***** PASSAGE EXTRAIT

1980

[...] (quelques jours plus tard)

Werner Von Braun n’est pas l’inventeur des V.1 et V.2…….

Le temps s’écoulait mais j’en perdais pratiquement la notion. Depuis combien de temps étais-je dans cet endroit bizarre ou l’on enfermait, indifféremment, aussi bien les fous, « les individus dangereux » que les lepreux? 4, 5, 6 jours? Comment savoir avec ces piqûres journalieres qui me maintenaient dans un etat semi-comateux.

Et toujours les interrogatoires, la sempiternelle question: Vous n’avez pas tout dit, n’est-ce pas ?

Un matin, la porte s’ouvre:

Habillez-vous Dewilde, on y va.

Où ? Quelle importance! Je me sens habité par une espèce de fatalisme a toute epreuve, car l’échéance est fatale: Je m’en sortirai, d’une manière ou d’une autre, sans avoir a intervenir personnellement.

Quant à expliquer ce sentiment, cela m’est impossible: je sais, voila tout.

Une nouvelle fois,le fourgon. Une heure de route. Je n’ai ni ceinture ni lacets.

En descendant du fourgon, je découvre un camp militaire qui est, en fait, une ancienne prison civile. La fête continue: médecins, interrogatoires, piqûres. Je me souviens du conseil de l’infirmier « l’individu classé dangereux » se fait doux comme un agneau, mais il ne rajoute rien a ses dépositions précédentes.

Durant trois jours, c’est l’habituel carrousel: hopital, camp militaire, camp militaire, hopital: Ils sont inlassables. Moi aussi.

Ils optent enfin pour le camp militaire où le médecin est un commandant qui officie dans le service du professeur Merle d’Aubigne. J’y demeure quelques jours.

Aujourd’hui, en 1980, je me demande si les autorités qui me détenaient n’ont pas commis une regrettable erreur en me laissant parler à un autre détenu, lui aussi classé « dangereux » ou « fou », et avec lequel j’ai longuement conversé, il ne m’a paru ni dangereux, ni fou.

Il s’agit du savant Georges Claude qui voulut vendre son invention a la France, laquelle refusa parce qu’elle jugeait cette invention aussi inutile que coûteuse. Georges Claude trouva acquéreur en Allemagne et les nazis attribuèrent la paternité de l’invention à Werner von Braun !

**********
***** DONNÉES DE L'EXERCICE

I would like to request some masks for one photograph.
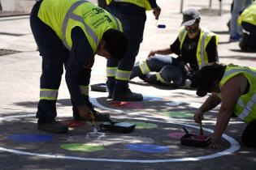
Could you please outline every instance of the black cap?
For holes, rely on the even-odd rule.
[[[203,97],[210,91],[210,87],[216,80],[218,72],[215,66],[206,66],[202,67],[197,75],[197,95]]]
[[[193,25],[197,19],[199,19],[200,13],[195,9],[188,9],[183,12],[182,26]]]

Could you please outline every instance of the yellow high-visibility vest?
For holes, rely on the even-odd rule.
[[[246,22],[256,26],[256,2],[249,6],[239,16],[237,23]]]
[[[72,46],[72,30],[75,27],[80,27],[94,53],[106,30],[123,30],[117,18],[84,0],[44,0],[40,6],[38,17],[55,32],[68,49]]]
[[[180,49],[181,50],[184,40],[188,34],[188,32],[185,30],[184,27],[181,27],[179,33],[179,40],[180,42]],[[199,70],[204,66],[208,64],[208,55],[206,53],[206,46],[210,42],[210,39],[215,36],[216,40],[216,48],[218,48],[219,37],[216,34],[210,32],[209,30],[202,28],[200,32],[200,37],[197,48],[197,61],[198,64]]]

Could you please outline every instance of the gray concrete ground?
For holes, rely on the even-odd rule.
[[[241,66],[255,66],[253,53],[239,51],[238,43],[228,43],[226,25],[230,19],[231,0],[223,1],[223,15],[218,15],[219,1],[185,1],[184,9],[194,7],[202,13],[202,25],[219,35],[219,61]],[[155,26],[153,15],[147,14],[147,22],[137,60],[146,57],[150,49],[167,47],[176,38],[182,15],[178,1],[159,1],[162,14]],[[152,87],[139,79],[131,82],[132,91],[142,92],[142,102],[115,104],[107,101],[106,93],[90,91],[92,102],[100,112],[109,113],[113,119],[136,121],[137,126],[130,134],[106,132],[97,138],[87,137],[92,131],[88,122],[84,126],[71,128],[67,134],[50,134],[52,140],[25,142],[11,140],[15,134],[50,135],[37,130],[35,113],[39,95],[41,57],[29,28],[28,16],[0,19],[0,54],[7,50],[16,53],[0,56],[0,169],[255,169],[256,150],[241,142],[245,125],[232,119],[223,136],[221,150],[184,147],[179,138],[168,134],[183,133],[184,125],[189,132],[198,134],[193,114],[206,98],[198,98],[195,91]],[[106,59],[96,57],[91,84],[105,83]],[[64,79],[59,89],[58,118],[72,121],[72,107]],[[203,122],[204,132],[210,135],[218,108],[207,113]],[[141,124],[151,125],[146,129]],[[98,125],[99,123],[98,123]],[[153,125],[153,126],[152,126]],[[60,145],[93,143],[104,147],[94,152],[67,151]],[[167,146],[169,150],[161,153],[146,153],[127,149],[134,143]]]

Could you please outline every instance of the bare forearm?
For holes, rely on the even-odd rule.
[[[217,117],[217,122],[213,134],[213,138],[215,140],[219,140],[223,133],[225,131],[229,120],[231,118],[232,113],[226,110],[219,110]]]
[[[216,96],[214,96],[213,95],[211,95],[202,104],[199,109],[201,109],[202,113],[208,112],[209,110],[211,110],[214,108],[215,108],[220,102],[221,102],[220,100],[218,100]]]

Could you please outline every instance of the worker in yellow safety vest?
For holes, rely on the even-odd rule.
[[[206,100],[194,114],[199,123],[206,112],[221,103],[215,131],[210,147],[221,148],[220,138],[232,117],[237,117],[247,123],[241,135],[242,142],[248,147],[256,147],[256,69],[232,64],[214,64],[200,70],[197,95]]]
[[[242,51],[256,50],[256,2],[249,6],[238,18],[243,32],[239,42]]]
[[[41,0],[31,12],[30,25],[42,57],[38,129],[66,133],[67,125],[55,120],[58,91],[66,70],[73,117],[79,121],[106,121],[89,100],[89,84],[94,56],[122,59],[128,49],[120,21],[87,1]]]
[[[119,18],[128,39],[128,49],[119,62],[110,58],[106,64],[108,98],[118,101],[140,101],[143,96],[132,92],[128,81],[142,41],[145,11],[153,10],[158,19],[161,9],[156,0],[106,0],[106,10]]]
[[[170,47],[152,50],[145,61],[137,62],[131,79],[139,77],[150,83],[195,87],[197,71],[219,61],[218,36],[201,27],[200,20],[200,13],[197,10],[185,10],[176,40]],[[170,54],[172,53],[178,57],[171,57]]]

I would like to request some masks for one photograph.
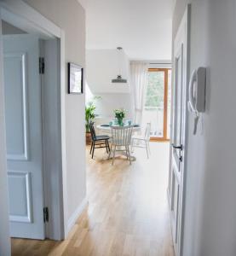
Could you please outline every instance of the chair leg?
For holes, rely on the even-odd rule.
[[[91,154],[91,153],[92,153],[93,144],[94,144],[94,142],[92,142],[92,143],[91,143],[90,152],[89,152],[90,154]]]
[[[111,153],[112,153],[112,144],[111,145],[111,148],[109,148],[109,154],[108,154],[108,159],[110,159],[110,157],[111,157]]]
[[[105,144],[106,144],[106,153],[108,154],[108,147],[107,147],[107,141],[105,140]]]
[[[129,147],[129,146],[128,146]],[[129,154],[128,154],[128,148],[127,146],[125,146],[125,154],[126,154],[126,158],[127,160],[129,159]]]
[[[147,156],[147,158],[149,158],[149,155],[148,155],[148,148],[147,148],[147,142],[145,142],[145,145],[146,145]]]
[[[129,154],[129,160],[130,160],[130,165],[131,165],[131,158],[130,158],[130,147],[129,145],[127,146],[127,148],[128,148],[128,154]]]
[[[95,143],[93,143],[92,159],[94,158]]]
[[[132,141],[131,141],[131,152],[134,152],[134,142],[135,142],[135,140],[132,139]]]
[[[110,146],[109,146],[109,141],[107,140],[106,142],[107,142],[108,150],[109,150],[109,152],[110,152],[111,149],[110,149]]]
[[[115,145],[115,148],[113,150],[112,166],[113,166],[113,163],[114,163],[114,158],[115,158],[115,154],[116,154],[116,149],[117,149],[117,146]]]
[[[148,147],[148,150],[149,150],[149,154],[151,154],[151,149],[150,149],[150,144],[149,144],[149,142],[147,142],[147,147]]]

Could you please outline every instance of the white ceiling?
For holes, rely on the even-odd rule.
[[[171,59],[173,0],[78,0],[89,49],[122,46],[132,60]]]

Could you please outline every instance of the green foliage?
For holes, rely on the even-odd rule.
[[[146,108],[164,106],[164,77],[163,72],[149,72],[148,84],[146,93]]]
[[[91,102],[85,106],[85,129],[86,132],[89,132],[89,123],[94,121],[95,118],[95,101],[101,99],[101,96],[95,96]]]
[[[126,111],[124,108],[115,109],[114,113],[117,119],[124,119],[125,117]]]

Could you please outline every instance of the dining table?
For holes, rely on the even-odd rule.
[[[100,131],[102,133],[106,133],[106,134],[111,134],[112,135],[112,126],[115,125],[110,125],[110,124],[101,124],[101,125],[96,125],[96,129],[98,131]],[[124,124],[125,125],[132,125],[133,126],[133,132],[138,132],[141,131],[141,125],[138,124]],[[135,160],[136,158],[135,155],[132,154],[133,152],[131,152],[131,155],[130,155],[130,159],[131,160]],[[123,155],[126,155],[124,152],[123,152],[122,154]],[[110,156],[110,158],[112,158],[112,156]]]

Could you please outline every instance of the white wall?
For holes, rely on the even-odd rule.
[[[114,118],[113,110],[123,108],[127,111],[127,118],[134,118],[134,104],[130,94],[101,93],[95,96],[101,97],[95,102],[95,113],[100,116]]]
[[[121,63],[119,66],[118,63]],[[121,68],[119,68],[121,67]],[[130,61],[124,51],[120,55],[117,49],[87,49],[86,79],[94,96],[101,99],[95,102],[96,113],[113,117],[113,109],[124,108],[127,117],[133,117],[133,104],[130,86]],[[127,84],[112,84],[121,69]]]
[[[85,13],[77,0],[25,0],[65,31],[66,62],[85,66]],[[67,87],[67,73],[66,87]],[[65,88],[67,91],[67,89]],[[83,95],[66,95],[68,222],[86,197],[84,104]]]
[[[121,60],[119,66],[119,59]],[[112,79],[118,75],[119,67],[127,84],[112,84]],[[86,78],[94,94],[129,93],[130,61],[124,51],[118,55],[117,49],[87,49]]]
[[[176,0],[173,38],[187,2],[190,70],[207,67],[208,83],[206,112],[195,137],[189,119],[183,255],[235,256],[236,5],[234,0]]]

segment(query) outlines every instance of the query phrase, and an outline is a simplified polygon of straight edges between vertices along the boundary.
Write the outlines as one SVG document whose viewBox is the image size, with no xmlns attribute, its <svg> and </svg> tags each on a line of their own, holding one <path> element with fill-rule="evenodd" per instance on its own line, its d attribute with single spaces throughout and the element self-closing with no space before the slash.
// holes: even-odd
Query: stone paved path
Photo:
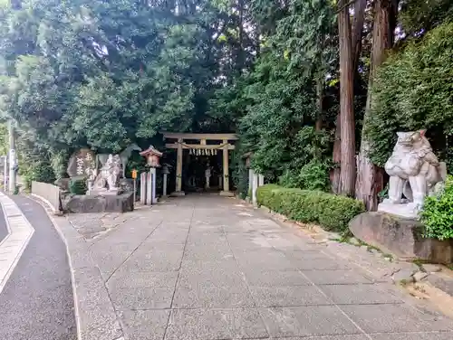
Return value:
<svg viewBox="0 0 453 340">
<path fill-rule="evenodd" d="M 453 339 L 451 320 L 234 199 L 187 196 L 71 222 L 126 339 Z"/>
</svg>

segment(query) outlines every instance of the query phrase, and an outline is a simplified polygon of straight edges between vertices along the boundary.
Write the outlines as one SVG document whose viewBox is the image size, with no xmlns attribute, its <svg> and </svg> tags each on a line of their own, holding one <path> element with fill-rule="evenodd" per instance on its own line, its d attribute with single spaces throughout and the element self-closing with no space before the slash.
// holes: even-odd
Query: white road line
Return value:
<svg viewBox="0 0 453 340">
<path fill-rule="evenodd" d="M 0 241 L 0 294 L 6 285 L 30 239 L 34 229 L 24 216 L 14 201 L 0 193 L 0 203 L 8 234 Z"/>
</svg>

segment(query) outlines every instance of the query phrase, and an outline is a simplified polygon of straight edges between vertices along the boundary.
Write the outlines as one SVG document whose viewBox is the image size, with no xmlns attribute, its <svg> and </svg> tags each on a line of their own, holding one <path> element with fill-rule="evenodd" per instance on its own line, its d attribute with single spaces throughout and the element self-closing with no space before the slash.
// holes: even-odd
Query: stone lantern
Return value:
<svg viewBox="0 0 453 340">
<path fill-rule="evenodd" d="M 169 176 L 169 168 L 171 166 L 169 165 L 168 164 L 163 164 L 162 165 L 162 174 L 163 174 L 163 182 L 162 182 L 162 195 L 167 196 L 167 177 Z"/>
<path fill-rule="evenodd" d="M 160 167 L 160 157 L 162 156 L 162 153 L 154 148 L 153 146 L 149 146 L 149 148 L 140 154 L 146 157 L 148 166 L 151 168 Z"/>
<path fill-rule="evenodd" d="M 162 153 L 153 146 L 140 153 L 147 160 L 149 172 L 140 175 L 140 200 L 145 204 L 154 204 L 158 203 L 156 197 L 156 168 L 160 167 L 160 157 Z M 143 194 L 143 193 L 146 193 Z"/>
</svg>

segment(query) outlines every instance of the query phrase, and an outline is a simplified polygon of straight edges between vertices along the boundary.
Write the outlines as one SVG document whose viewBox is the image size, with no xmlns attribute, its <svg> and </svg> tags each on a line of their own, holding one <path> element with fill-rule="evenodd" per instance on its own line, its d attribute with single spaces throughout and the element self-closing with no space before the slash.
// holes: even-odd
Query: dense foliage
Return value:
<svg viewBox="0 0 453 340">
<path fill-rule="evenodd" d="M 452 15 L 449 0 L 3 1 L 1 118 L 29 179 L 64 175 L 79 147 L 236 132 L 243 194 L 248 152 L 268 181 L 351 194 L 362 125 L 379 165 L 397 130 L 426 128 L 452 168 Z"/>
<path fill-rule="evenodd" d="M 372 120 L 367 133 L 371 156 L 382 166 L 397 131 L 428 128 L 432 146 L 453 170 L 453 24 L 426 33 L 391 55 L 379 70 L 373 88 Z"/>
<path fill-rule="evenodd" d="M 328 231 L 345 231 L 348 222 L 363 212 L 361 202 L 320 191 L 260 186 L 258 203 L 304 223 L 318 223 Z"/>
<path fill-rule="evenodd" d="M 428 197 L 421 211 L 425 236 L 439 240 L 453 239 L 453 176 L 448 176 L 439 196 Z"/>
</svg>

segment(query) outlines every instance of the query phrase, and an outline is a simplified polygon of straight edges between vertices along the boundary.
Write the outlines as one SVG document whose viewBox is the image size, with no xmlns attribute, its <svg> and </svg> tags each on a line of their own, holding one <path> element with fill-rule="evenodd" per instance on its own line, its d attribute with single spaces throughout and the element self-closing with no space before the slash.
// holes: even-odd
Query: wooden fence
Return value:
<svg viewBox="0 0 453 340">
<path fill-rule="evenodd" d="M 43 182 L 32 182 L 32 195 L 42 199 L 53 212 L 62 211 L 60 188 L 56 185 Z"/>
</svg>

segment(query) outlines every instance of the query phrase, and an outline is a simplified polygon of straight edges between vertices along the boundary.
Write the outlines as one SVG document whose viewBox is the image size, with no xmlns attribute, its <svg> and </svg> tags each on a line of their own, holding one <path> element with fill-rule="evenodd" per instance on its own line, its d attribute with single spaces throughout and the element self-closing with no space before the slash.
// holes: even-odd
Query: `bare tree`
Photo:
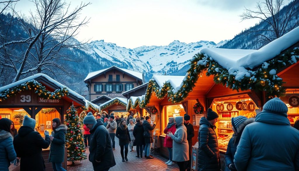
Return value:
<svg viewBox="0 0 299 171">
<path fill-rule="evenodd" d="M 81 3 L 71 10 L 70 4 L 61 0 L 31 1 L 36 8 L 35 12 L 30 11 L 30 16 L 15 13 L 28 37 L 2 44 L 1 53 L 6 55 L 0 55 L 5 61 L 2 65 L 12 69 L 15 73 L 13 82 L 19 80 L 22 75 L 33 73 L 49 73 L 56 76 L 72 75 L 68 69 L 68 62 L 83 59 L 74 59 L 72 51 L 84 48 L 85 45 L 84 43 L 75 41 L 74 37 L 79 28 L 89 20 L 86 18 L 79 21 L 79 16 L 82 9 L 90 4 Z M 18 52 L 21 52 L 21 55 L 3 52 L 15 45 L 20 46 Z"/>
<path fill-rule="evenodd" d="M 239 16 L 242 21 L 258 19 L 261 23 L 264 22 L 266 25 L 256 25 L 244 33 L 254 34 L 258 38 L 257 43 L 262 46 L 298 26 L 299 0 L 294 0 L 283 8 L 284 1 L 264 0 L 257 3 L 254 10 L 245 8 L 243 14 Z"/>
</svg>

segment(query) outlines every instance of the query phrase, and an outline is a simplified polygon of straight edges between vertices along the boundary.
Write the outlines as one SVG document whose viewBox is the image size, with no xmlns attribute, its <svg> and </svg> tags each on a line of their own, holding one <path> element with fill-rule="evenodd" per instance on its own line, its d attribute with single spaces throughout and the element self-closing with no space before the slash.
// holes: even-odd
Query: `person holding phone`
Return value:
<svg viewBox="0 0 299 171">
<path fill-rule="evenodd" d="M 43 171 L 45 169 L 42 150 L 49 147 L 51 140 L 49 131 L 46 130 L 45 131 L 45 139 L 39 132 L 34 131 L 36 123 L 35 119 L 25 116 L 23 126 L 14 138 L 13 146 L 17 157 L 21 159 L 20 170 Z"/>
<path fill-rule="evenodd" d="M 164 129 L 164 134 L 169 134 L 169 132 L 170 132 L 173 134 L 176 132 L 176 123 L 174 122 L 174 118 L 169 117 L 168 118 L 168 124 Z M 167 147 L 168 150 L 169 160 L 165 163 L 165 164 L 169 165 L 174 164 L 174 163 L 172 161 L 172 143 L 173 140 L 169 136 L 166 136 L 164 139 L 163 145 L 164 147 Z"/>
</svg>

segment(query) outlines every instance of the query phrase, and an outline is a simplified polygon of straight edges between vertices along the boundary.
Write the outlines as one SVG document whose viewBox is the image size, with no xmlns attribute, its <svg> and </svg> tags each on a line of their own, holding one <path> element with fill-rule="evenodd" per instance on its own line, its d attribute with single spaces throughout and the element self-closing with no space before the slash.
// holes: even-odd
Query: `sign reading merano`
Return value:
<svg viewBox="0 0 299 171">
<path fill-rule="evenodd" d="M 47 99 L 44 98 L 39 97 L 37 99 L 38 103 L 59 103 L 58 99 Z"/>
</svg>

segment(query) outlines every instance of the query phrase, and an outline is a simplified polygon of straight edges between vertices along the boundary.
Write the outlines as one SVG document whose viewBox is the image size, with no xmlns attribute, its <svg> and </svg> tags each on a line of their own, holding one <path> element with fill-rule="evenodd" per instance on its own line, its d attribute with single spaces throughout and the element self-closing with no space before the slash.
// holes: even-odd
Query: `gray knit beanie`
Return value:
<svg viewBox="0 0 299 171">
<path fill-rule="evenodd" d="M 269 111 L 277 113 L 287 117 L 288 107 L 279 98 L 275 97 L 269 101 L 264 105 L 263 111 Z"/>
<path fill-rule="evenodd" d="M 28 117 L 27 115 L 24 116 L 24 120 L 23 121 L 23 125 L 29 126 L 32 129 L 35 128 L 36 121 L 34 119 Z"/>
<path fill-rule="evenodd" d="M 83 119 L 84 124 L 94 124 L 96 122 L 97 120 L 95 120 L 94 116 L 92 115 L 92 113 L 90 112 L 88 112 L 87 115 Z"/>
</svg>

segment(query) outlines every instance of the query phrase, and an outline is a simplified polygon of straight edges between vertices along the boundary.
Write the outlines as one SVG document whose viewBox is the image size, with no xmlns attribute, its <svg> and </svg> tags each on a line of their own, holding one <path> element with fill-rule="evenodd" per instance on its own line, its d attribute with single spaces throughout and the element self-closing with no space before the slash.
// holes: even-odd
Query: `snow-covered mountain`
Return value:
<svg viewBox="0 0 299 171">
<path fill-rule="evenodd" d="M 201 41 L 187 44 L 175 40 L 165 46 L 143 46 L 128 49 L 103 40 L 93 41 L 86 51 L 99 62 L 127 66 L 134 70 L 151 74 L 170 73 L 181 69 L 202 48 L 218 47 L 228 40 L 216 44 L 213 42 Z"/>
</svg>

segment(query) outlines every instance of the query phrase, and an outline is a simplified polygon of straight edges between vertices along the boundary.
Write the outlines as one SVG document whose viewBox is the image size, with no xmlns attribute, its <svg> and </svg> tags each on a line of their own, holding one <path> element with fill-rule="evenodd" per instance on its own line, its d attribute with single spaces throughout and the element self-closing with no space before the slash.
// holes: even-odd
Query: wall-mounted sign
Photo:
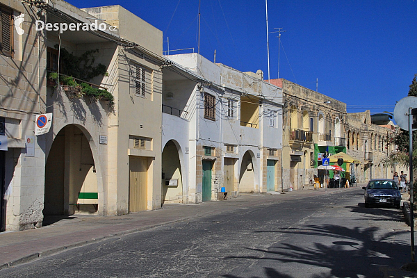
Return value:
<svg viewBox="0 0 417 278">
<path fill-rule="evenodd" d="M 52 124 L 52 113 L 36 115 L 35 121 L 35 135 L 42 135 L 49 132 Z"/>
<path fill-rule="evenodd" d="M 35 136 L 26 136 L 24 138 L 26 145 L 26 156 L 35 156 Z"/>
<path fill-rule="evenodd" d="M 171 179 L 165 180 L 165 185 L 167 186 L 178 186 L 178 179 Z"/>
<path fill-rule="evenodd" d="M 7 136 L 0 136 L 0 151 L 7 151 Z"/>
<path fill-rule="evenodd" d="M 100 144 L 107 145 L 107 136 L 106 136 L 104 135 L 100 136 Z"/>
</svg>

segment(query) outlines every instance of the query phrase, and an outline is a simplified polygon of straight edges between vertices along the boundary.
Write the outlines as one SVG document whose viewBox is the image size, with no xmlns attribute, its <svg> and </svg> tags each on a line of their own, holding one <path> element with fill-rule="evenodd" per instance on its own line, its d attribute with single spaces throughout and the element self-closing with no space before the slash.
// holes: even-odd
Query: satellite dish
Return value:
<svg viewBox="0 0 417 278">
<path fill-rule="evenodd" d="M 395 104 L 394 108 L 394 120 L 398 126 L 404 130 L 409 130 L 409 108 L 417 108 L 417 97 L 406 97 Z M 407 115 L 406 115 L 407 114 Z M 412 129 L 414 131 L 417 129 Z"/>
</svg>

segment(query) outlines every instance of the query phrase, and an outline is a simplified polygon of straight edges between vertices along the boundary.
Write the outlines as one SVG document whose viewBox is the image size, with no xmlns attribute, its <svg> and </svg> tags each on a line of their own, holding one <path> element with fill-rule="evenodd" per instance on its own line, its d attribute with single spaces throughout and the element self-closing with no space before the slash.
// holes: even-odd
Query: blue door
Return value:
<svg viewBox="0 0 417 278">
<path fill-rule="evenodd" d="M 266 190 L 275 190 L 275 161 L 266 161 Z"/>
</svg>

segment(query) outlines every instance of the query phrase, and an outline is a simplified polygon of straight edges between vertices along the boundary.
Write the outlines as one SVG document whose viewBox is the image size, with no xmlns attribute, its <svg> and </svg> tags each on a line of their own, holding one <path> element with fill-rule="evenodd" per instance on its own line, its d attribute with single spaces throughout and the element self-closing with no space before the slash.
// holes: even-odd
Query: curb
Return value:
<svg viewBox="0 0 417 278">
<path fill-rule="evenodd" d="M 348 189 L 348 188 L 341 188 L 341 189 Z M 329 194 L 329 193 L 334 194 L 334 193 L 337 193 L 339 192 L 340 192 L 339 190 L 335 190 L 334 192 L 327 191 L 327 194 Z M 289 201 L 289 200 L 288 200 L 288 201 Z M 274 204 L 274 202 L 271 202 L 270 203 L 263 204 L 263 205 L 272 204 Z M 19 265 L 22 263 L 28 263 L 30 261 L 35 261 L 39 258 L 51 256 L 51 255 L 58 254 L 63 251 L 66 251 L 66 250 L 68 250 L 70 249 L 77 248 L 77 247 L 82 247 L 82 246 L 85 246 L 85 245 L 90 245 L 90 244 L 96 243 L 98 243 L 100 241 L 103 241 L 103 240 L 108 240 L 108 239 L 111 239 L 111 238 L 117 238 L 117 237 L 120 238 L 122 236 L 127 236 L 127 235 L 137 233 L 139 231 L 142 231 L 159 227 L 169 224 L 177 223 L 177 222 L 183 222 L 183 221 L 186 221 L 186 220 L 193 220 L 193 219 L 203 217 L 203 216 L 210 215 L 212 214 L 213 214 L 212 212 L 211 213 L 208 212 L 207 214 L 204 214 L 204 215 L 193 215 L 193 216 L 188 217 L 188 218 L 187 217 L 181 218 L 179 218 L 175 220 L 163 222 L 161 223 L 152 224 L 149 226 L 142 227 L 136 228 L 136 229 L 130 229 L 130 230 L 127 230 L 127 231 L 121 231 L 117 233 L 111 234 L 104 236 L 101 236 L 101 237 L 99 237 L 97 238 L 92 238 L 92 239 L 90 239 L 88 240 L 80 241 L 80 242 L 74 243 L 72 243 L 72 244 L 70 244 L 68 245 L 61 246 L 61 247 L 58 247 L 49 249 L 49 250 L 47 250 L 45 251 L 36 252 L 36 253 L 26 256 L 24 257 L 16 259 L 15 261 L 12 261 L 10 262 L 3 263 L 3 265 L 0 265 L 0 270 L 3 270 L 3 269 L 6 269 L 6 268 L 12 268 L 13 266 L 15 266 L 15 265 Z"/>
</svg>

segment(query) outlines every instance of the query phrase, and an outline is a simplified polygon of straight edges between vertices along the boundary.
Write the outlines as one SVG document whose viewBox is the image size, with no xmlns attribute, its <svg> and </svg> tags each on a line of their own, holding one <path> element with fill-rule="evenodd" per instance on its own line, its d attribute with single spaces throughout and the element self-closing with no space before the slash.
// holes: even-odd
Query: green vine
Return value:
<svg viewBox="0 0 417 278">
<path fill-rule="evenodd" d="M 72 76 L 64 76 L 60 74 L 60 77 L 59 82 L 61 85 L 71 87 L 79 87 L 81 88 L 81 95 L 85 95 L 85 97 L 90 98 L 93 97 L 96 100 L 106 100 L 109 101 L 109 107 L 113 107 L 114 106 L 115 97 L 107 90 L 92 88 L 91 85 L 85 82 L 78 83 Z M 58 73 L 51 72 L 48 78 L 56 82 L 58 81 Z"/>
<path fill-rule="evenodd" d="M 55 45 L 56 49 L 58 47 L 58 44 Z M 60 52 L 60 73 L 63 74 L 86 81 L 99 75 L 108 76 L 104 65 L 93 65 L 95 62 L 93 54 L 99 52 L 98 49 L 88 50 L 80 56 L 76 56 L 65 48 L 61 48 Z"/>
</svg>

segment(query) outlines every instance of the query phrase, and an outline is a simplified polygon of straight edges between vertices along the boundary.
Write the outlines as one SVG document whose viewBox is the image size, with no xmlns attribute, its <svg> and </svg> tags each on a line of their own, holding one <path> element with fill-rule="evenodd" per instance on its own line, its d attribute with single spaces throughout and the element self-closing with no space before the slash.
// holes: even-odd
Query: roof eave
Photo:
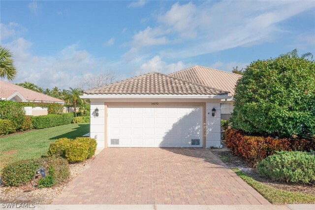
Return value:
<svg viewBox="0 0 315 210">
<path fill-rule="evenodd" d="M 80 96 L 81 99 L 228 99 L 232 97 L 227 94 L 220 95 L 153 95 L 153 94 L 87 94 Z"/>
</svg>

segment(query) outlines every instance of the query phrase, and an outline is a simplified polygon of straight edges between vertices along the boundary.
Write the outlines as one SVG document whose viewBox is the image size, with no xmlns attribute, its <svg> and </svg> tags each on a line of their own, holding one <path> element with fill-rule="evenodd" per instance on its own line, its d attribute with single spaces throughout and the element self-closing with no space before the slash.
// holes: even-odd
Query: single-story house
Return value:
<svg viewBox="0 0 315 210">
<path fill-rule="evenodd" d="M 2 80 L 0 80 L 0 99 L 20 102 L 64 104 L 59 99 Z M 45 115 L 48 113 L 47 108 L 40 106 L 25 106 L 24 109 L 28 115 Z"/>
<path fill-rule="evenodd" d="M 195 66 L 85 91 L 81 97 L 91 100 L 90 136 L 98 147 L 219 147 L 221 104 L 232 103 L 239 77 Z"/>
</svg>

**********

**ACTIVITÉ A**
Relevez tous les noms propres de personnes qui figurent dans le passage.
**ACTIVITÉ B**
Indiquez si chacune des affirmations suivantes s'accorde avec le passage : (i) pendant le trajet en fourgon, le narrateur n'a ni ceinture ni lacets ; (ii) le médecin du camp militaire est un lieutenant ; (iii) la France accepta d'acheter l'invention de Georges Claude.
**ACTIVITÉ C**
Poursuivez le passage sur la détention du narrateur et sa rencontre avec Georges Claude, à la suite de sa dernière phrase.
Les entrées ci-dessus n'ont aucun lien avec le passage extrait.

**ZONE DE RÉPONSE A**
Werner von Braun, Dewilde, Merle d’Aubigne, Georges Claude

**ZONE DE RÉPONSE B**
(i) Oui : « Je n’ai ni ceinture ni lacets. »
(ii) Non : « le médecin est un commandant qui officie dans le service du professeur Merle d’Aubigne »
(iii) Non : « laquelle refusa parce qu’elle jugeait cette invention aussi inutile que coûteuse »

**ZONE DE RÉPONSE C**
On m’accuse, maintenant de trahison ! me dit Georges Claude.

Mais si j’ai trahi, pourquoi n’informe-t-on pas l’opinion publique ?

Parce que j’aurais mon mot a dire!

Intéressante digression, non ?

Est-ce bien cela que vous avez vu ?

Electrochocs, penthotal, séances d’hypnose, finalement, a mon insu, j’ai probablement parlé. Mais n’anticipons pas. On m’eveille en pleine nuit, on m’emmène jusqu’au fourgon qui, a l’aube, stoppe au bord de la mer. Laquelle ? Je n’en sais rien. Je suis encore sous l’effet des « calmants ». J’entends cependant le bruit des vagues dans l’obscurité de la nuit et je respire, à pleins poumons, l’air salin.

On me pousse vers des marches que je descends, me voici devant un blockhaus surveillé, gardé par des fusiliers marins. L’officier qui m’accompagne désigne des meurtrières dans la masse de béton.

Regardez a l’intérieur.

J’obtempère tétanisé, je n’en crois pas mes yeux.

L’officier me murmure a l’oreille:

Est-ce bien cela que vous avez vu ?

Dans une grande pièce à l’intérieur de l’édifice, je vois un énorme engin de forme lenticulaire, long d’environ dix mètres et parfaitement éclairé.

Je l’observe tandis qu’il se situe en contrebas par rapport à mon angle de vision.

Est-ce que l’engin que vous avez vu ressemble a celui-ci ? insiste l’officier.

Je déglutis difficilement.

Il m’est impossible de répondre affirmativement, car je n’ai vu aucun détail lors de la nuit du 10 septembre, sinon la forme approximative de l’engin.

A ma grande surprise, l’officier semble se contenter de cette réponse. Il me laisse tout a mon observation qui ne durera pas moins de trente minutes, après quoi, on m’a ramené chez moi, à Quarouble.

Etait-ce bien la fin du cauchemar ?

L’armée récupère la boite

Il n’y avait pas un quart d’heure que j’étais de retour à Quarouble qu’une Jeep de l’armée de Terre s’arrêtait devant la maison. A son bord: un commandant, un capitaine et deux hommes de troupe en armes. Suivi de près par le capitaine, le commandant s’approcha:

Monsieur Dewilde, donnez-nous la boîte.

La boîte ? Quelle boîte ?

Allons… vous savez bien la boîte

Je ne sais pas de quoi vous parlez.

Nous savons ou elle se trouve, monsieur Dewilde.

– Eh bien, dans ce cas, vous n’avez qu’a la prendre.

Le commandant eut un sourire circonspect.

C’est ce que nous allons faire.

À mon grand étonnement, je vis les deux officiers et les deux soldats se diriger vers la cave. Ils réapparurent quelques instants plus tard avec la boite !

Monsieur Dewilde, déclare le commandant, on vous paiera cet objet. On vous le paiera très cher. La somme que vous recevrez sera vraiment très importante.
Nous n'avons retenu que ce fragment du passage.